What is being asked |
Format every line of the items below as a JSON list of strings, one string per line, leaving out blank lines.

___ Records supplied

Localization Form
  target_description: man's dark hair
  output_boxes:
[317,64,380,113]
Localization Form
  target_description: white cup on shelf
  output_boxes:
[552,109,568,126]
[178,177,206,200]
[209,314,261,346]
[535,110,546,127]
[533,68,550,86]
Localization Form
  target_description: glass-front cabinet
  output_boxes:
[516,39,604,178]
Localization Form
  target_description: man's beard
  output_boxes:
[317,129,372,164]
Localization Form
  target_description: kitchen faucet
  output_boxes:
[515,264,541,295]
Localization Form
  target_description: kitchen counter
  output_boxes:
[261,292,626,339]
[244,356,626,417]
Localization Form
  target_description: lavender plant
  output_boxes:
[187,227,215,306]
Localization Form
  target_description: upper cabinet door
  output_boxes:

______

Task output |
[
  "Localization Form",
  "  target_description: man's dark hair",
  "  output_boxes:",
  "[317,64,380,113]",
  "Localization Form",
  "  target_description: white cup on shelf",
  "  output_boxes:",
  "[552,109,568,126]",
  "[178,177,206,200]",
  "[209,314,261,346]",
  "[535,110,546,127]",
  "[533,68,550,86]",
  "Localization Form",
  "  target_description: glass-front cabinet",
  "  output_boxes:",
  "[516,39,604,178]",
  "Localization Form",
  "  target_description: man's beard",
  "  output_boxes:",
  "[317,129,372,164]",
  "Localization Form",
  "  target_description: kitchen faucet",
  "  output_boxes:",
  "[515,264,541,295]",
  "Localization Form",
  "  target_description: kitchen counter",
  "  output_boxes:",
  "[261,292,626,339]",
  "[244,356,626,417]",
  "Localization Form",
  "  target_description: lavender plant",
  "  output_boxes:",
  "[187,227,215,306]",
  "Localization Form",
  "  target_description: upper cabinet door",
  "  output_boxes:"
]